Top of Recorded information

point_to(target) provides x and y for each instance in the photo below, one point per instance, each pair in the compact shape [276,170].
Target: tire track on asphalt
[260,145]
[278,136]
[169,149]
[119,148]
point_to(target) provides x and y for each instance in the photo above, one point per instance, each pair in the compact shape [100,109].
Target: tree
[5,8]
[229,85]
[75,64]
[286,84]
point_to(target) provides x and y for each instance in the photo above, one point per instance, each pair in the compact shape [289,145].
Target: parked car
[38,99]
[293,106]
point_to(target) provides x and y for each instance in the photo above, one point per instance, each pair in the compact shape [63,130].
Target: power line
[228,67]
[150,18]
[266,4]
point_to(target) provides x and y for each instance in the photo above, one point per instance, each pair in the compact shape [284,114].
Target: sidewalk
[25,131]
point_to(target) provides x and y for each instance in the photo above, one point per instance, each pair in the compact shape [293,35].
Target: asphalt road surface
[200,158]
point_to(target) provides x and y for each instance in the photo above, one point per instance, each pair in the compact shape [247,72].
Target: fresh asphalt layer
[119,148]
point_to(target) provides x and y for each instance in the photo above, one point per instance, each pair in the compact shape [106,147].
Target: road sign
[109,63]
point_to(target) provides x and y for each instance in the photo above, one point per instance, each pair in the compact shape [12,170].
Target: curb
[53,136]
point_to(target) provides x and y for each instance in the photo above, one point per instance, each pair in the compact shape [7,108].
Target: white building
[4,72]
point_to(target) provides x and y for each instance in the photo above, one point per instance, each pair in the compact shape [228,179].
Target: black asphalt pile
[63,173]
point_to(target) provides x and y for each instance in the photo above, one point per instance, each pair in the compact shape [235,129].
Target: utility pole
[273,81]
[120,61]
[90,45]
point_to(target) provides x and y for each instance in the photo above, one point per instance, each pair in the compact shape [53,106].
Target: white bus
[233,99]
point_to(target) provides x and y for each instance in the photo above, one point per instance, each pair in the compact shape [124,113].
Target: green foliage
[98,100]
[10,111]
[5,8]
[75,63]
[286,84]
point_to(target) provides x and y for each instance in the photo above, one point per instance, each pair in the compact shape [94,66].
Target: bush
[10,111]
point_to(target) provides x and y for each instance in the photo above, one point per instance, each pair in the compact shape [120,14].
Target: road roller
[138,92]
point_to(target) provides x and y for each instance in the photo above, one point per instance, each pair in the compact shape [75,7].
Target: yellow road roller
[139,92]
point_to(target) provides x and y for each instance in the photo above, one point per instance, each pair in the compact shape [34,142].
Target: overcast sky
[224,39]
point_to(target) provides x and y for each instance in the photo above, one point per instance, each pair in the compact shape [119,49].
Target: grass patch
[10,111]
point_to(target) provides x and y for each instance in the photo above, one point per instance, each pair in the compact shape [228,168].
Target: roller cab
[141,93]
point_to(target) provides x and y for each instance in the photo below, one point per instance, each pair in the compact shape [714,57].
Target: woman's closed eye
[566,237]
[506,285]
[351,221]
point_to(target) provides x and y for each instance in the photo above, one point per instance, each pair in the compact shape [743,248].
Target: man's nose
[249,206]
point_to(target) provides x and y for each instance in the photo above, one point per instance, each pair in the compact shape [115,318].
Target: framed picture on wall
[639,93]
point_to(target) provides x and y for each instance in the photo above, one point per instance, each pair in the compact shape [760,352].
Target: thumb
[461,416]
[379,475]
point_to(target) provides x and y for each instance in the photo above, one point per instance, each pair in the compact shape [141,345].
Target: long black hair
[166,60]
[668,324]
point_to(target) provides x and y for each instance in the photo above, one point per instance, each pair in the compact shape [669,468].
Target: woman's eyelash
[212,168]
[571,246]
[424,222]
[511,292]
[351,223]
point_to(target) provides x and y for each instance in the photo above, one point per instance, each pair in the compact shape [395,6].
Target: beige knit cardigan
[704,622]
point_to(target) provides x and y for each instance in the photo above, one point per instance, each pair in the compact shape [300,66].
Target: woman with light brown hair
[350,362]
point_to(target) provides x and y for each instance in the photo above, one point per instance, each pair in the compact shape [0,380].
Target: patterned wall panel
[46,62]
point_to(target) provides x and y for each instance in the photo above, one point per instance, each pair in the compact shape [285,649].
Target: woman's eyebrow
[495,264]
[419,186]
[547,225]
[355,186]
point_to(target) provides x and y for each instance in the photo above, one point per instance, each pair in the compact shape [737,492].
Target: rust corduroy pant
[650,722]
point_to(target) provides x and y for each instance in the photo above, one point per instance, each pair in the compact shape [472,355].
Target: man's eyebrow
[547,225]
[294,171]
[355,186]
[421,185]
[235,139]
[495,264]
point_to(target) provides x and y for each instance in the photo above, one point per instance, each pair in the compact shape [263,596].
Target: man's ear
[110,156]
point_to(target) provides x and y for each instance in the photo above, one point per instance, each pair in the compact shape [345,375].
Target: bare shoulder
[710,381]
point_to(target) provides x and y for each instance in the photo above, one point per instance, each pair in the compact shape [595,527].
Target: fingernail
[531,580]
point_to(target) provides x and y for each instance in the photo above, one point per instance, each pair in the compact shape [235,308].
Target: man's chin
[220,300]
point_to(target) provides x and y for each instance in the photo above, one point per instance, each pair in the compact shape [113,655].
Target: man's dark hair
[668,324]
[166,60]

Bottom of Recorded information

For this task, copy every line of the material in which "below" appears.

→ Result of the task:
point_to(target) provides x and y for each instance in the photo below, one point per instance, each pair in the compact shape [276,170].
point_to(target) provides x and y for each instance in the photo below, one point per instance, each pair in the compact shape [714,57].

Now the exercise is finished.